■ **EXERCISE PROMPT**
Copy out all of the entries below, switching "wooden" to "oak" wherever it occurs and keeping everything else the same.

■ **TASK INPUT**
-----

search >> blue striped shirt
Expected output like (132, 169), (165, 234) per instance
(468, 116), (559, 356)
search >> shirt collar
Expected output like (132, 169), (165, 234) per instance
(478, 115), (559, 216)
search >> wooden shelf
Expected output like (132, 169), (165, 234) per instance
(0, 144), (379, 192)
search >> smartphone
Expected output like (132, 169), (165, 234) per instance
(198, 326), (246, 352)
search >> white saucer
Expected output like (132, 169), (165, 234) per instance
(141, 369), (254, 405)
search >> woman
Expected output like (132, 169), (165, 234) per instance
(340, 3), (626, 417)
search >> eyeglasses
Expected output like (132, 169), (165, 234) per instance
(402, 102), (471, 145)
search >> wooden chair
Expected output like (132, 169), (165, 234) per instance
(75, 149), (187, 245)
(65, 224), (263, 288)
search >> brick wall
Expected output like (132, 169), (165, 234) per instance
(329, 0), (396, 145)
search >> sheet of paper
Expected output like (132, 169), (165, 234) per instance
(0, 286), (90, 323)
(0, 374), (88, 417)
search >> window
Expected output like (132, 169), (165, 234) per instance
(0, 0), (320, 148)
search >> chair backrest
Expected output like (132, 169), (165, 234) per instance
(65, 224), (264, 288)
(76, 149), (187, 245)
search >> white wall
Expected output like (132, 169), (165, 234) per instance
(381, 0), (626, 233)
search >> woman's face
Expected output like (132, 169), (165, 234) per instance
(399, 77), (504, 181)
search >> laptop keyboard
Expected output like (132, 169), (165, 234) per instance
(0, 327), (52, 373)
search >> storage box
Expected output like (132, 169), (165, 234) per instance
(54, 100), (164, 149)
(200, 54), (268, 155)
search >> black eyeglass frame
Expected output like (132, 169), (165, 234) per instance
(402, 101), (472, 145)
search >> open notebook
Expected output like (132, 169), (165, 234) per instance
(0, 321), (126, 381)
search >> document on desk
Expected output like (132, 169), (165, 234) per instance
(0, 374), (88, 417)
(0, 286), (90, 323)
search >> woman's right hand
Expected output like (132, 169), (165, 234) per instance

-----

■ **SOLUTION**
search >> blue striped shirt
Expected output like (132, 169), (165, 234) per instance
(468, 116), (559, 356)
search >> shirt collar
Expected output like (132, 169), (165, 234) per instance
(478, 115), (559, 216)
search >> oak shelf
Expected output like (132, 169), (165, 234) per instance
(0, 144), (379, 192)
search >> smartphone
Expected output like (132, 169), (165, 234) per instance
(198, 326), (246, 352)
search >> white saucer
Expected output like (132, 169), (165, 234) per instance
(141, 369), (254, 405)
search >> woman
Expected output like (132, 169), (165, 234) per instance
(340, 3), (626, 417)
search >> eyeglasses
Expected output like (132, 169), (165, 234) per instance
(402, 102), (471, 145)
search >> oak chair
Expected output like (132, 169), (165, 234) per instance
(75, 149), (187, 245)
(65, 224), (263, 288)
search >> brick wall
Expected output like (132, 169), (165, 234) per instance
(329, 0), (396, 145)
search >> sheet of paper
Expected output like (132, 169), (165, 234) per instance
(0, 286), (90, 323)
(0, 374), (88, 417)
search >> window
Expected output like (132, 169), (165, 234) per instance
(0, 0), (320, 148)
search >> chair backrest
Expected output like (132, 169), (165, 234) per instance
(65, 224), (264, 288)
(76, 149), (187, 245)
search >> white wall
Expected output like (132, 169), (165, 234) per instance
(381, 0), (626, 233)
search >> woman's face
Expected output like (132, 169), (165, 234) per instance
(399, 77), (504, 181)
search >> laptop keyboard
Expected output like (132, 169), (165, 234) per instance
(0, 327), (52, 373)
search >> storage box
Expected output like (132, 169), (165, 234) per instance
(54, 100), (164, 149)
(200, 54), (268, 155)
search >> black eyeglass frame
Expected output like (132, 169), (165, 234) per instance
(402, 101), (472, 145)
search >> open notebook
Expected output like (132, 169), (165, 234) per instance
(0, 321), (126, 381)
search >> document on desk
Expected output like (132, 169), (165, 234) per instance
(0, 374), (88, 417)
(0, 286), (90, 323)
search >> woman's right hand
Expected output like (132, 169), (165, 234) per instance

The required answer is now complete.